:: Exercise A ::
According to the text about Jack Finsterer, where did he study drama?
:: Exercise B ::
Copy the text about Jack Finsterer word for word, starting at "Jack Finsterer (born" and ending at "1993 to 2022.".

:: Text shown ::
>>>

Jack Finsterer (born 1968) is an Australian film and TV actor. He has been acting since the age of 25 and has appeared in some of Australia's best-known TV shows. He is also a film actor who has participated in 43 Television Series and Films from 1993 to 2022.

Finsterer has appeared in several Television and films, including “Janus” (1994~1995), “Blue Heelers” (1996), “Tulip” (1998), “Kokoda“ (2006) and “Dangerous” (2007) . He has also done voice-over work in Short Film “The Hunter” (2011)

He is best known as a leading actor in the Australian historical film “Kokoda“ (2006)

Background
Jack (John) Finsterer was born in Australia in 1968.

Finsterer grew up in Dickson, Canberra, where he attended Daramalan College, before going on to study drama at the Victorian College of Arts in Melbourne.

Film and Television 
Finsterer's debut was on film "Gross misconduct" in 1993 and his role was a policeman.

Finsterer's first significant acting role was as the character Bobby Webster in the 1994 television series "Law of the Land".  The same year He appeared in the TV series "Janus"  and featured in the 1996 television series "Blue Heelers" The following year He made appearances in film "Zone39".

<<<

:: Records from a dataset ::

>>>

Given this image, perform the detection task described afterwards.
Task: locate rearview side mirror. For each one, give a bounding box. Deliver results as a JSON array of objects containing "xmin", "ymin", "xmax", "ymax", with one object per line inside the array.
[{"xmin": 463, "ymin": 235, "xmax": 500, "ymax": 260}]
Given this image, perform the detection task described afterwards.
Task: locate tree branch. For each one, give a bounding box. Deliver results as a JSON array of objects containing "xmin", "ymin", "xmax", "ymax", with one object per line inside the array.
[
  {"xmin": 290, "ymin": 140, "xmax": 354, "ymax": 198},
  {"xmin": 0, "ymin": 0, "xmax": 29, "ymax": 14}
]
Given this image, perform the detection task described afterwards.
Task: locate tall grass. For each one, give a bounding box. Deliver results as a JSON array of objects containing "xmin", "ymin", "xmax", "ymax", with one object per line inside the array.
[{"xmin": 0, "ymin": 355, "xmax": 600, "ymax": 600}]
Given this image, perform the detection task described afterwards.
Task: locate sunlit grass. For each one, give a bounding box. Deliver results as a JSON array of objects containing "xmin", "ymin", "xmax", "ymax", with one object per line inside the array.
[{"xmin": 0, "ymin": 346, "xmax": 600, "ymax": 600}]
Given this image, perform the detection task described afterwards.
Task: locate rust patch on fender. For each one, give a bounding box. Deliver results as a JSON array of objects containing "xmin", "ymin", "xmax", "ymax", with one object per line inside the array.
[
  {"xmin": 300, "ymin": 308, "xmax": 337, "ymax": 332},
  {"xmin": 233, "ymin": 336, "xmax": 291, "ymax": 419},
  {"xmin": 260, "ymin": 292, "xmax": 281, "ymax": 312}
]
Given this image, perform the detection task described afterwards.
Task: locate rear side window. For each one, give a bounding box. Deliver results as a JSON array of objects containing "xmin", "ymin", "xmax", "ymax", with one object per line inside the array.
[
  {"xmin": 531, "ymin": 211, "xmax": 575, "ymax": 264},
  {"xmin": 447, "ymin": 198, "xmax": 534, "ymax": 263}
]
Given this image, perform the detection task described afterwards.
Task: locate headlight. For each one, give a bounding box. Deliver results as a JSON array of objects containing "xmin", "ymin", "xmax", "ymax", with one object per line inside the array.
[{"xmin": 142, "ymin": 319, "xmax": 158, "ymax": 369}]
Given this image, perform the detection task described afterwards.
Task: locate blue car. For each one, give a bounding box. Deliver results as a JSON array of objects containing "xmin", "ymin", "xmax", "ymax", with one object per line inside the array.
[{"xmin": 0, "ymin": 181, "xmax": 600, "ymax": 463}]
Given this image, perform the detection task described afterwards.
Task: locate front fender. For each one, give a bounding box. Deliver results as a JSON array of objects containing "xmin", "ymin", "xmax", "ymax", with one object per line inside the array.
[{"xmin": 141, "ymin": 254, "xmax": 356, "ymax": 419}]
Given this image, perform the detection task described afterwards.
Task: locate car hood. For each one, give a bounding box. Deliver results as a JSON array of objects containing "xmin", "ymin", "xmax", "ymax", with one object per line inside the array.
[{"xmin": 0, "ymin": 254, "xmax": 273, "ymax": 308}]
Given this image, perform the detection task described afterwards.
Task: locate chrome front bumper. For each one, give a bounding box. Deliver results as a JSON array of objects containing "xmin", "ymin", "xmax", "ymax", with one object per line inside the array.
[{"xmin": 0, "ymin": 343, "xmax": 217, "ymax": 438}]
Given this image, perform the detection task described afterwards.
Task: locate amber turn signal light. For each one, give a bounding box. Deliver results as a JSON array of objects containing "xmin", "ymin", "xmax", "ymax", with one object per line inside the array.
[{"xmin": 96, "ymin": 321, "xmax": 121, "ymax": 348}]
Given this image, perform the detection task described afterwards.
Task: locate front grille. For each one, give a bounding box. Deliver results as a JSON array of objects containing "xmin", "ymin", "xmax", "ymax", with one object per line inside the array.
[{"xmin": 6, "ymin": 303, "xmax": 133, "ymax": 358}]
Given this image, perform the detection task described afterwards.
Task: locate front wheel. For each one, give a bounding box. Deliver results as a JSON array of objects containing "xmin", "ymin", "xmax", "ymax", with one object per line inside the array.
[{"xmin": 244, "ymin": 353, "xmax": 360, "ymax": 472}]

<<<

:: Task response A ::
He studied drama at the Victorian College of Arts in Melbourne.

:: Task response B ::
Jack Finsterer (born 1968) is an Australian film and TV actor. He has been acting since the age of 25 and has appeared in some of Australia's best-known TV shows. He is also a film actor who has participated in 43 Television Series and Films from 1993 to 2022.